Texte extrait

· · · ·

LES 4 SAISONS : LE PASTEL
Pour vous présenter ma seconde exposition du Cycle"les 4 Saisons" qui se tiendra à Fontenay le Comte, dans mon atelier du 104 rue des Loges, du 21 février au 3 Mars 2019,
j'ai choisi de vous parler du pastel.
LE PASTEL
Ah, le Pastel ! Le pastel sec bien entendu.
De par sa texture, le pastel est une suite logique au noir et blanc du fusain ou à la transition teintée de la sanguine. Le pastel c’est la couleur à l’état pur, l’arme fatale. Encore faut-il s’en servir sur un terrain adapté, un no man's land qui unifie les pensées: c’est le papier teinté chaud ou froid, déjà utilisé comme fond pour le fusain ou la sanguine .
L’un de mes vieux maître d’apprentissage le père Robin, excellent pastelliste, en nous faisant préparer ses feuilles de cartons que nous encollions à chaud d’un mélange de colle de peau et de poudre de ponce, pour l’accroche du pastel, grommelait souvent de sa voix chevrotante pour nous encourager: - « En peinture les années les plus difficiles sont les quarante premières, ensuite ce sont les plus exigeantes. »
Drôle d’époque me direz-vous mais avec le temps, à y regarder de plus près, en peinture, au pastel ou en dessin, les paroles de ce vieil acariâtre, m’ont souvent rassuré à des moments de doute ou de saturation, à cette période aussi ou la figuration n’avait pas bonne presse
Le pastel c’est l’ouverture à la couleur, et quelles couleurs!
Une gamme impressionnante de plus de 150 bâtonnets aux tonalités toutes distinctes et d’une présence intense dans leurs nuances respectives. Faciles à reconnaître lorsqu'ils sont bien rangés, au garde-à- vous comme à la parade, dans leur carré d’origine.
À les regarder ils vous font Général. Mais attendez une première bataille ou même quelques échauffourées et vous vous apercevrez qu’ils vous font très vite simple mercenaire plutôt que haut gradé.
Cette bande de séducteurs n’a de cesse de vous amadouer et quand vous les étalez sur un papier blanc immaculé ils ne se supportent pas entre eux et surtout d’être mélangés. Sans compter que certains bavent, d’autre plus incisifs glissent de vos doigts ou se rompent à la première pression.

· · · ·

Bloc de données
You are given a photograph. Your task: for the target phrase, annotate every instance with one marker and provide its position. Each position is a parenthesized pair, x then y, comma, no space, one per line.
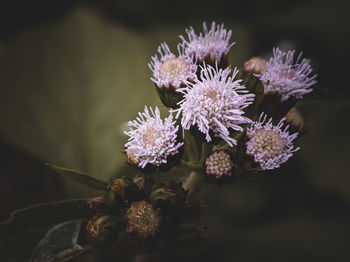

· · · ·

Énoncé A
D'après le texte sur le pastel, à quelles dates se tient la seconde exposition du cycle « les 4 Saisons » ?
Énoncé B
Reprenez le texte sur le pastel juste après sa dernière phrase et poursuivez-le.

Résultat A
Du 21 février au 3 mars 2019.

Résultat B
Et pourtant, à les regarder un par un, quelle distinction! Oui c’est cela il faut les distinguer, peut-être encore plus lorsqu'ils sont exténués, poussiéreux comme de vieux grognards car, si vous les essuyez un peu ou même juste effleurez, leur œil pétille encore jusqu'à la dernière pincée et rien, ni le temps, ni le vent, ne pourra éteindre l’éclat de leur pigment. En effet Le pastel sec est à ma connaissance le seul matériau dont la couleur ne s’oxyde pas.
Portrait au pastel
Je me souviens de cette séance de pose dans ma maison du Poiré sur Velluire comme si c’était hier.
Je n’ avais pas installé Robert, juste laissé là planté debout à quelques mètres de mon chevalet derrière lequel j’apparaissais de temps en temps comme à l’affût pour capter son regard.
Au bout d’une demi-heure souriant mais inquiet il me lança:
- «Ta l’air d’un sorcier » .
je l’invitais à s’ asseoir pour faire une pose bien mérité devant un petit verre de vin puis, sans lui montrer le travail en cours, nous reprîmes la séance. Taiseux, ses yeux se demandaient…
Une vingtaine de minutes plus tard je lui posais la question:
- « Ça va Robert? »
- «Y me demande bé ce que tu boutiques derrière ton machin! »
Voilà tout était dit, pour moi comme pour lui.
Le portrait c’est la découverte d’une personne en tant que telle ; permettre de s'attacher davantage à cette personne par l’expression, le regard, le sourire ... Quoi de mieux que le pastel pour dresser un portrait avec ses teintes poudrées qui s’étalent comme le fard d’un maquillage et dévoile une singulière présence émanant d’un petit je ne sais quoi…
Apparences et traits, le portrait au pastel s'impose comme un genre psychologique, allégorique, affectif, intime, idéalisé. La volonté d'idéalisation et de réalisme reste toujours d'actualité.
Chacun d'entre nous veut apparaître en public ou sur les réseaux sociaux sous son meilleur profil.
L’ennui c’est que, pour ces dernières contraintes, je n’ai jamais voulu être portraitiste comme le fut, avec tant de patience, de brio et d’abnégation, mon grand-père André Astoul.
Je reconnais simplement un certain atavisme avec lui pour le portrait. Mais , c’est sans contrainte de commande que j’ai pu réaliser tout au long de ma vie ces portraits, avec la complicité amicale de mes précieux modèles.
Au fond le portrait est pour moi un échange de regards.
L’intensité d’émotions ressenties au premier regard posé sur le modèle me suffit.
Pose ou posture c’est là que je m’immisce pour inverser les rôles. Mon parti-pris: c’est la prééminence de la sensation sur le modèle. La difficulté c’est d’amener le modèle au lâcher- prise de son image pour se réapproprier sans tabou.
Le portrait peut rendre très sensible la personnalité intérieure du modèle par de nombreux indices comme la pose, l'expression de la physionomie, la lumière, l’environnement etc.
Si je devais résumer ce qui me guide sur le sujet c’est que, au-delà des traits, le portait est pour moi le paysage intime d’un être de chair et d ‘esprit.
Mais pour le dire au pastel, la construction prime sur la réalité, et la couleur anime cette priorité.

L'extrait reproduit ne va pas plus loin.